[Begin Records shown]

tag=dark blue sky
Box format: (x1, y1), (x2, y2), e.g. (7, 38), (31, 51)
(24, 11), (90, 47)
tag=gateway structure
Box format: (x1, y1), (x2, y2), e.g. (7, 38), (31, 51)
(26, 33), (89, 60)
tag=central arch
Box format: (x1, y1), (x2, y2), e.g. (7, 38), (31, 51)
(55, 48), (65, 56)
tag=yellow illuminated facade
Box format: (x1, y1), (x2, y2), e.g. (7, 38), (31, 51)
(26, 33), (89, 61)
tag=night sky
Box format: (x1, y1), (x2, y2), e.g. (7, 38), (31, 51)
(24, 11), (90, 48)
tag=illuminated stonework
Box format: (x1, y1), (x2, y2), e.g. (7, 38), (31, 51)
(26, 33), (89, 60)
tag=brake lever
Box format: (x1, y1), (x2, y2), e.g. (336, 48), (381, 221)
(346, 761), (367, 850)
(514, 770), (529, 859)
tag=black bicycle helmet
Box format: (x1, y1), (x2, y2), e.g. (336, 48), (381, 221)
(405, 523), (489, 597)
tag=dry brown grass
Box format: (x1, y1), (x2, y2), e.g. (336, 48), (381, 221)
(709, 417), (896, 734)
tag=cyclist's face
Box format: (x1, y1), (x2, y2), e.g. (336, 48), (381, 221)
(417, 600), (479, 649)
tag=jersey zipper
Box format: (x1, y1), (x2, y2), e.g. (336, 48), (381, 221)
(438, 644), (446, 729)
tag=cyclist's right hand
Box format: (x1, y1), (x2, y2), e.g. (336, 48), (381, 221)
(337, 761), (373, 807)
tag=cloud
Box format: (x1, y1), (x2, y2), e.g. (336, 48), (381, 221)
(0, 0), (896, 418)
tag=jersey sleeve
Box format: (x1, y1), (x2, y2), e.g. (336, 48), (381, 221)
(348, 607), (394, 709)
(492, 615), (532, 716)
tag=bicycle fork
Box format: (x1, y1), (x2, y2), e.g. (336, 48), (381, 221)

[End Records shown]

Requirements
Write out all of the lines above again, swapping every "jersey" for "shirt" and leaving everything else unchanged.

Solution
tag=dark blue sky
Box format: (x1, y1), (x2, y2), e.g. (7, 38), (31, 51)
(24, 11), (90, 47)
tag=gateway structure
Box format: (x1, y1), (x2, y2), e.g. (7, 38), (31, 51)
(26, 33), (89, 60)
tag=central arch
Box format: (x1, y1), (x2, y2), e.g. (7, 38), (31, 51)
(55, 48), (65, 56)
tag=yellow illuminated facade
Box format: (x1, y1), (x2, y2), e.g. (7, 38), (31, 51)
(26, 33), (89, 61)
tag=night sky
Box format: (x1, y1), (x2, y2), e.g. (7, 38), (31, 51)
(24, 11), (90, 48)
tag=illuminated stonework
Box format: (x1, y1), (x2, y2), e.g. (7, 38), (31, 51)
(26, 33), (89, 60)
tag=brake lever
Box format: (x1, y1), (x2, y2), e.g. (336, 48), (381, 221)
(346, 761), (367, 850)
(514, 770), (529, 859)
tag=black bicycle helmet
Box format: (x1, y1), (x2, y2), e.g. (336, 48), (381, 221)
(405, 523), (489, 597)
tag=dry brown grass
Box format: (x1, y1), (x2, y2), e.g. (336, 48), (381, 221)
(709, 417), (896, 734)
tag=cyclist's face
Box format: (x1, y1), (x2, y2), e.g. (336, 48), (381, 221)
(417, 600), (479, 649)
tag=shirt zipper
Box format: (x1, y1), (x2, y2), e.g. (336, 48), (381, 221)
(438, 644), (446, 729)
tag=cyclist's right hand
Box format: (x1, y1), (x2, y2), e.g. (336, 48), (381, 221)
(337, 761), (373, 807)
tag=cloud
Box format: (x1, y1), (x2, y2), e.g. (336, 48), (381, 221)
(0, 0), (896, 418)
tag=shirt sleeve
Box format: (x1, y1), (x2, y2), e.g. (336, 48), (381, 221)
(348, 607), (394, 709)
(492, 615), (532, 716)
tag=bicycle fork
Box format: (x1, y1), (x2, y2), e.g. (336, 48), (381, 221)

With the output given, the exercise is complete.